WRITTEN REQUEST: Go through the entries below and write each one out exactly.

TASK DATA:

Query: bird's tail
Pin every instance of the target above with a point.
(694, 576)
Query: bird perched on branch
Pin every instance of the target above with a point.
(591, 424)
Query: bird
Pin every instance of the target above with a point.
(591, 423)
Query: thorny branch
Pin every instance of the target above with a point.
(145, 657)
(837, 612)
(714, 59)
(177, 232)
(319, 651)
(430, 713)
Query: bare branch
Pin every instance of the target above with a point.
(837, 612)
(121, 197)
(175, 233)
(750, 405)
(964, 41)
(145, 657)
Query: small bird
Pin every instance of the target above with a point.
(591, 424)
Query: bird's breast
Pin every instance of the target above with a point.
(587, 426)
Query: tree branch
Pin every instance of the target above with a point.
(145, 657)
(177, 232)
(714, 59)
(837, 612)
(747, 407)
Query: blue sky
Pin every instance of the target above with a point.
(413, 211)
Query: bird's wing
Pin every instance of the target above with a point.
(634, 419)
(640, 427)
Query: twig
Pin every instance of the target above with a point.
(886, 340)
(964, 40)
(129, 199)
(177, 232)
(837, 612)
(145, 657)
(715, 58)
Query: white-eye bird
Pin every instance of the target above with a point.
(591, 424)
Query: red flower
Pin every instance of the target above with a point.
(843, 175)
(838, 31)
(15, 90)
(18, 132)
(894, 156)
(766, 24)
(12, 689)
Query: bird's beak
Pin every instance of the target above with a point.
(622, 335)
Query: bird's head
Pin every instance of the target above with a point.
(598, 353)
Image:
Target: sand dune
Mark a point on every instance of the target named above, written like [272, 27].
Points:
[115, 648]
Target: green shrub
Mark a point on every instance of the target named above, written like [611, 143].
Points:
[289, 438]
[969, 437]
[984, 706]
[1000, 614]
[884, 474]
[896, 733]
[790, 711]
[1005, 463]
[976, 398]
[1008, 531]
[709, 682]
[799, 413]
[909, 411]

SOLVED EXERCISE:
Query: bird's tail
Pin every instance of the target above with a point.
(694, 576)
Query: bird perched on branch
Pin every instance of the target above with a point.
(591, 424)
Query: bird
Pin every instance of the target above with a point.
(591, 423)
Query: thorny branch
Pin every instance of the target above with a point.
(145, 657)
(837, 612)
(714, 59)
(177, 232)
(319, 651)
(430, 713)
Query: bare branch
Pin every instance of the target above with a point.
(837, 612)
(121, 197)
(175, 233)
(750, 405)
(964, 41)
(145, 657)
Query: small bird
Pin every instance of the target above with a point.
(591, 424)
Query: bird's breast
Pin every instance of the target above with a point.
(587, 426)
Query: tree branch
Pin every instance of the target above with a point.
(145, 657)
(177, 232)
(714, 59)
(837, 612)
(747, 407)
Query: blue sky
Pin every instance of the target above with a point.
(413, 211)
Query: bird's wing
Pin every instance of the target above with a point.
(634, 419)
(640, 427)
Query: twig
Pin every instance of the target above with a point.
(886, 340)
(964, 40)
(129, 199)
(177, 232)
(837, 612)
(145, 657)
(715, 58)
Query: white-eye bird
Pin every instance of the target above with a point.
(591, 424)
Query: red flower
Pin every instance of the target above with a point.
(843, 175)
(838, 31)
(15, 90)
(18, 132)
(894, 156)
(766, 24)
(12, 689)
Query: bird's beak
Pin every instance of the target above with a point.
(622, 335)
Query: bird's head
Pin every instance of the target above with a point.
(598, 353)
Image:
Target: sand dune
Mark a point on every instance of the target named above, written like [272, 27].
Points:
[115, 648]
Target: green shrub
Mark a point on every instance of the target named above, written like [611, 143].
Points:
[289, 438]
[969, 437]
[984, 706]
[1000, 614]
[884, 474]
[896, 733]
[790, 711]
[1005, 463]
[976, 398]
[1008, 531]
[709, 682]
[799, 413]
[909, 411]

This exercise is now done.